### REQUIRED TASK
Summarize the passage on mortgage servicer disorganization in two sentences.

### SOURCE PASSAGE
:::::

This story first appeared on the ProPublica website.
Millions of people face losing their homes in the continuing foreclosure crisis, but homeowners often have more than the struggling economy and slumping house prices to worry about: Disorganization within the big banks that service mortgages has made a bad problem worse.
Sometimes the communication breakdown within the banks is so complete that it leads to premature or mistaken foreclosures. Some homeowners, with the help of an attorney or housing counselor, have eventually been able to reverse a foreclosure. Others have lost their homes.
“We believe in many cases people are losing their homes when they should not have,” said Kevin Stein, associate director of the California Reinvestment Coalition, which counts dozens of nonprofits that work with homeowners among its members.
In the worst breakdowns, banks—and other companies that service loans—actually work at cross-purposes, with one arm of the company foreclosing on the home while the other offers help. Servicers say such mistakes are rare and result from the high volume of defaults and foreclosures.

:::::

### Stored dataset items
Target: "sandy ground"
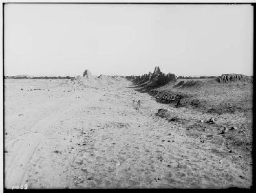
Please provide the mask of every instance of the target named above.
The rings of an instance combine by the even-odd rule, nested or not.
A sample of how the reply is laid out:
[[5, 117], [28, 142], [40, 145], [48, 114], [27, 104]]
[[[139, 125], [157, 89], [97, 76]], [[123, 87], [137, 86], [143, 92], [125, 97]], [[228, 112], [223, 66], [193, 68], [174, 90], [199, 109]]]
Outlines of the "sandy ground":
[[134, 87], [125, 79], [98, 89], [6, 80], [5, 187], [250, 188], [251, 155], [185, 135], [185, 124], [154, 114], [185, 109]]

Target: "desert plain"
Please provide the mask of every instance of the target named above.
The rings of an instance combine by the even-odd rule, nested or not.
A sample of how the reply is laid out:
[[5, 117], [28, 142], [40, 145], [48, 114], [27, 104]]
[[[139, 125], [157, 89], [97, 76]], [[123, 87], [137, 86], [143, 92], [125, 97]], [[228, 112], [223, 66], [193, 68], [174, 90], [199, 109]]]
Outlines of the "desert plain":
[[252, 81], [159, 73], [5, 79], [5, 187], [250, 188]]

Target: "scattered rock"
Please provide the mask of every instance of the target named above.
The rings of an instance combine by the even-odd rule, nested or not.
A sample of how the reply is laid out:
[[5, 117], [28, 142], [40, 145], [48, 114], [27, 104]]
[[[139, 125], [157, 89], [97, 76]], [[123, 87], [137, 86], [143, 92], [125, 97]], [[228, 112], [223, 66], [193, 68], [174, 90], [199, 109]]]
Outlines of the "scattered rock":
[[221, 133], [218, 133], [218, 135], [222, 135], [225, 134], [225, 132], [224, 131], [222, 131]]
[[60, 152], [60, 151], [57, 151], [57, 150], [54, 150], [54, 151], [53, 151], [53, 153], [56, 153], [56, 154], [61, 154], [61, 152]]

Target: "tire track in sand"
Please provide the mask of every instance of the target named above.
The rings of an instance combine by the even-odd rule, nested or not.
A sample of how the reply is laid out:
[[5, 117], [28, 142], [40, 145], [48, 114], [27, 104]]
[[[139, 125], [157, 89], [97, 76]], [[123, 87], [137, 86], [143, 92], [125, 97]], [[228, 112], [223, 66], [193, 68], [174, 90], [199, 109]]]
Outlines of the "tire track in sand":
[[[94, 97], [87, 101], [86, 103], [83, 103], [83, 106], [99, 99], [101, 96], [100, 93], [97, 93], [96, 95], [95, 93], [94, 94]], [[60, 103], [60, 105], [61, 104]], [[52, 113], [47, 117], [37, 122], [31, 129], [32, 133], [25, 138], [21, 145], [20, 143], [17, 143], [17, 145], [13, 148], [10, 157], [8, 158], [8, 161], [6, 162], [6, 160], [5, 186], [6, 188], [11, 188], [12, 186], [14, 185], [22, 185], [21, 183], [27, 170], [28, 164], [41, 141], [44, 133], [50, 129], [53, 124], [60, 120], [66, 114], [81, 106], [79, 103], [71, 106], [68, 105], [68, 103], [67, 106], [62, 106], [62, 109], [59, 110], [58, 112]]]

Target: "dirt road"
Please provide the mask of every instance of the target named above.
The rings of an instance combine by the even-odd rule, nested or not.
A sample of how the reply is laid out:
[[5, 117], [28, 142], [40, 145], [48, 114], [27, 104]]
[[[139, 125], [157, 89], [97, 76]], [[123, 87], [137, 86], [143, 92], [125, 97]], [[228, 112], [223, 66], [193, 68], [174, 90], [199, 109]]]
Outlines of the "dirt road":
[[7, 188], [251, 185], [251, 165], [242, 158], [233, 162], [223, 147], [188, 137], [182, 125], [156, 116], [159, 109], [170, 108], [135, 91], [126, 79], [82, 90], [68, 80], [8, 80]]

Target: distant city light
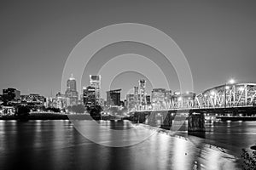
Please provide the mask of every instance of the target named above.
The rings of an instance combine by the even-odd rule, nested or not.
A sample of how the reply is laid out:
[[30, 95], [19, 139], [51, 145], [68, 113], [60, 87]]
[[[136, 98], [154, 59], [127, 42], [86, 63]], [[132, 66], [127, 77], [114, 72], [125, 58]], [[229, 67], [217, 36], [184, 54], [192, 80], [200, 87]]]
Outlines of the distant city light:
[[212, 91], [212, 92], [211, 92], [211, 95], [212, 95], [212, 96], [215, 95], [215, 92], [214, 92], [214, 91]]
[[230, 81], [229, 81], [229, 83], [230, 84], [234, 84], [235, 83], [235, 80], [232, 78], [232, 79], [230, 79]]
[[239, 91], [243, 91], [243, 90], [244, 90], [244, 88], [240, 87], [240, 88], [238, 88], [238, 90], [239, 90]]

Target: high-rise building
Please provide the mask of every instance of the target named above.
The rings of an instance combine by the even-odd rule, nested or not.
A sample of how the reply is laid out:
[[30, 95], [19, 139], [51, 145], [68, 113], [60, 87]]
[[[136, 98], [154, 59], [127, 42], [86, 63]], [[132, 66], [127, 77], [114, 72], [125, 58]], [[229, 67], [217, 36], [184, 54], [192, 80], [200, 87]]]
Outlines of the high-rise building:
[[90, 75], [90, 86], [95, 88], [96, 103], [99, 105], [101, 99], [101, 75]]
[[20, 101], [20, 91], [13, 88], [3, 89], [3, 101], [4, 103], [17, 103]]
[[146, 102], [147, 102], [147, 105], [151, 104], [151, 96], [150, 95], [146, 95]]
[[165, 101], [166, 89], [165, 88], [154, 88], [152, 90], [152, 102], [163, 102]]
[[146, 81], [142, 79], [139, 80], [139, 105], [143, 107], [146, 105]]
[[107, 91], [107, 105], [120, 106], [121, 89]]
[[96, 105], [96, 90], [94, 87], [88, 86], [83, 88], [84, 105], [92, 106]]
[[129, 110], [135, 108], [135, 99], [133, 94], [126, 94], [126, 107]]
[[78, 105], [79, 93], [77, 91], [76, 80], [71, 75], [71, 77], [67, 82], [66, 97], [69, 99], [70, 105]]

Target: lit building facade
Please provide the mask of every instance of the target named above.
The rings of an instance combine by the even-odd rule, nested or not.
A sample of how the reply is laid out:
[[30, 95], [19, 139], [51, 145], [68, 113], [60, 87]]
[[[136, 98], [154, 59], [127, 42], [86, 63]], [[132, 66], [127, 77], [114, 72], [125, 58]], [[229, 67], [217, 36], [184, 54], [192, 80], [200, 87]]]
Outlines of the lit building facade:
[[79, 93], [77, 91], [76, 80], [73, 77], [73, 75], [67, 82], [67, 90], [65, 95], [69, 99], [69, 105], [72, 106], [78, 105]]
[[5, 104], [14, 104], [20, 102], [20, 91], [13, 88], [3, 89], [3, 101]]
[[143, 107], [146, 105], [146, 81], [139, 80], [139, 105]]
[[121, 89], [107, 91], [107, 105], [120, 106]]
[[95, 88], [96, 103], [99, 105], [101, 100], [101, 75], [90, 75], [90, 86]]
[[135, 98], [133, 94], [126, 94], [126, 107], [129, 110], [135, 109]]
[[95, 105], [96, 103], [96, 89], [94, 87], [88, 86], [83, 88], [83, 100], [86, 107]]

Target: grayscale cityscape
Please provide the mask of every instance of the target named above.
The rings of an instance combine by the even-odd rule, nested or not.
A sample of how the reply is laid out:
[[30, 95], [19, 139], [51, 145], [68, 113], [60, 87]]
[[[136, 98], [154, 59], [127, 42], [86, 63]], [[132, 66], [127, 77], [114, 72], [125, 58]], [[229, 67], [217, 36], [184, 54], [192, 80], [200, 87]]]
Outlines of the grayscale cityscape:
[[256, 169], [255, 5], [3, 1], [0, 169]]

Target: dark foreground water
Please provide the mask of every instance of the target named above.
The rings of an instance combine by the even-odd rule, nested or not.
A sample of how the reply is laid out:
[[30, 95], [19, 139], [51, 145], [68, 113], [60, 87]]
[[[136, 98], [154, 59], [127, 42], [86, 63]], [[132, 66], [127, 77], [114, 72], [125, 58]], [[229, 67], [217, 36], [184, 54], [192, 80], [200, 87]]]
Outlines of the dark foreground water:
[[[205, 139], [184, 132], [152, 133], [153, 129], [139, 130], [143, 126], [129, 122], [101, 122], [108, 129], [136, 129], [116, 139], [104, 130], [91, 130], [90, 121], [78, 123], [98, 144], [69, 121], [0, 121], [0, 169], [241, 169], [241, 149], [256, 143], [255, 122], [207, 125]], [[147, 133], [137, 144], [136, 139]], [[115, 139], [117, 146], [106, 146]]]

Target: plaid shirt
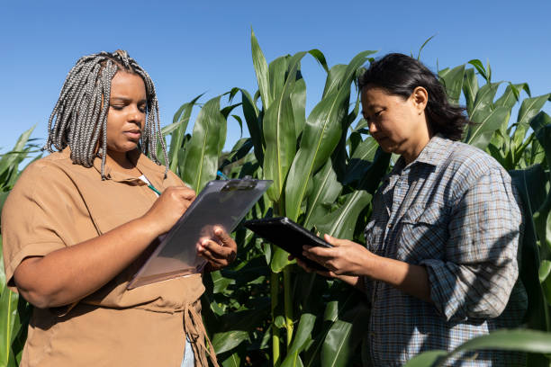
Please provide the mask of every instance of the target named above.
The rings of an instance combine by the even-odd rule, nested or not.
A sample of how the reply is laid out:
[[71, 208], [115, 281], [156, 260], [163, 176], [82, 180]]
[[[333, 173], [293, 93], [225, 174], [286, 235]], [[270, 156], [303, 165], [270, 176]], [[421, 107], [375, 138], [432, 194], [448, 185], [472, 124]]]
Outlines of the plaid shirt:
[[[366, 244], [425, 266], [434, 304], [366, 279], [373, 365], [401, 366], [419, 353], [519, 326], [528, 302], [516, 282], [521, 232], [510, 177], [482, 150], [436, 136], [410, 165], [401, 157], [374, 198]], [[486, 351], [451, 364], [519, 366], [524, 357]]]

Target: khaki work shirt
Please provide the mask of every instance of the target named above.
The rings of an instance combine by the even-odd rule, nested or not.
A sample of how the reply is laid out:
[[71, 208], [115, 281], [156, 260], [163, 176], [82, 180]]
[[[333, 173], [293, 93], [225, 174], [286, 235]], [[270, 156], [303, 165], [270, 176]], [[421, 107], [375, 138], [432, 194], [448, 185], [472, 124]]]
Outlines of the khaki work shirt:
[[[165, 178], [165, 167], [138, 150], [131, 156], [159, 191], [184, 184], [170, 171]], [[141, 180], [108, 166], [107, 179], [102, 181], [100, 165], [100, 158], [94, 167], [75, 165], [66, 148], [32, 163], [22, 174], [2, 212], [5, 268], [12, 290], [16, 291], [14, 272], [24, 258], [100, 236], [143, 215], [156, 201], [156, 193]], [[21, 365], [179, 366], [185, 331], [196, 365], [203, 364], [201, 274], [127, 291], [147, 253], [74, 307], [35, 308]]]

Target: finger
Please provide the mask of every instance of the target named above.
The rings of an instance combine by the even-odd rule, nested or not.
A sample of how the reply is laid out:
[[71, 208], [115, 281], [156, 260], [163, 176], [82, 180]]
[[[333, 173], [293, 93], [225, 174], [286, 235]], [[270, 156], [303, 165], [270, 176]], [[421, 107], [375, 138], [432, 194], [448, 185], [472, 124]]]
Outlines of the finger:
[[302, 267], [303, 269], [304, 269], [304, 271], [306, 273], [312, 273], [313, 271], [313, 269], [312, 269], [311, 267], [309, 267], [306, 263], [304, 263], [303, 261], [302, 261], [301, 259], [299, 259], [298, 257], [296, 258], [296, 264]]
[[199, 250], [197, 255], [214, 265], [223, 266], [227, 264], [226, 259], [215, 255], [210, 250], [207, 250], [204, 247], [203, 247], [202, 250]]
[[221, 246], [220, 244], [215, 241], [212, 241], [212, 239], [203, 240], [201, 245], [204, 249], [209, 250], [214, 257], [226, 260], [228, 264], [235, 260], [237, 255], [235, 246], [230, 247], [226, 246]]
[[216, 236], [224, 246], [237, 249], [237, 244], [223, 228], [220, 226], [214, 227], [214, 236]]
[[303, 246], [303, 252], [306, 252], [307, 254], [324, 259], [334, 257], [333, 251], [334, 250], [332, 248], [321, 247], [321, 246]]
[[203, 252], [208, 251], [213, 257], [216, 258], [225, 258], [230, 251], [229, 248], [220, 246], [212, 239], [204, 239], [200, 243], [200, 245], [201, 247], [203, 247]]
[[332, 236], [328, 235], [327, 233], [325, 235], [323, 235], [323, 238], [330, 245], [333, 245], [335, 246], [342, 246], [342, 245], [346, 245], [348, 242], [348, 239], [337, 238], [337, 237], [334, 237]]

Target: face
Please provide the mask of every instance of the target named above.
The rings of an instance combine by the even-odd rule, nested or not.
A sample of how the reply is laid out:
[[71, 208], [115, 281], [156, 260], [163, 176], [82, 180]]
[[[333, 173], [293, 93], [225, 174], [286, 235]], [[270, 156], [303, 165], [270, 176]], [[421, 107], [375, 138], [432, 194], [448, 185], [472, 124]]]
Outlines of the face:
[[417, 87], [407, 99], [376, 86], [364, 87], [362, 113], [383, 150], [403, 156], [408, 163], [419, 156], [430, 139], [424, 113], [427, 97], [422, 87]]
[[140, 76], [119, 71], [111, 81], [107, 112], [108, 153], [136, 148], [145, 127], [146, 90]]

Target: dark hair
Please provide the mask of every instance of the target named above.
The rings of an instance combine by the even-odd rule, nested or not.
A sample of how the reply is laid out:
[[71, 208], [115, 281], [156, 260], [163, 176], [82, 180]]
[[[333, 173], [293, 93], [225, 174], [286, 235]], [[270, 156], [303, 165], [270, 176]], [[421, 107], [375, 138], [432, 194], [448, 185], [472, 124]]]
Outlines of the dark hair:
[[391, 53], [369, 66], [358, 78], [360, 91], [366, 85], [377, 86], [389, 94], [409, 98], [413, 90], [422, 86], [429, 94], [425, 114], [429, 129], [452, 140], [460, 140], [465, 127], [471, 123], [465, 108], [447, 102], [444, 86], [435, 75], [420, 61], [400, 53]]

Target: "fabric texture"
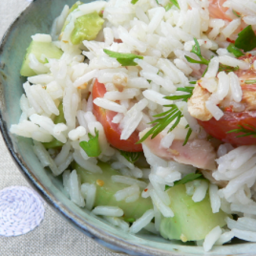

:::::

### TASK RESPONSE
In a continuing foreclosure crisis in which millions of people face losing their homes, disorganization within the big banks that service mortgages has made the problem worse, sometimes leading to premature or mistaken foreclosures that some homeowners have reversed and others have not. In the worst breakdowns, one arm of a servicer forecloses while another offers help, though servicers say such mistakes are rare and result from the high volume of defaults and foreclosures.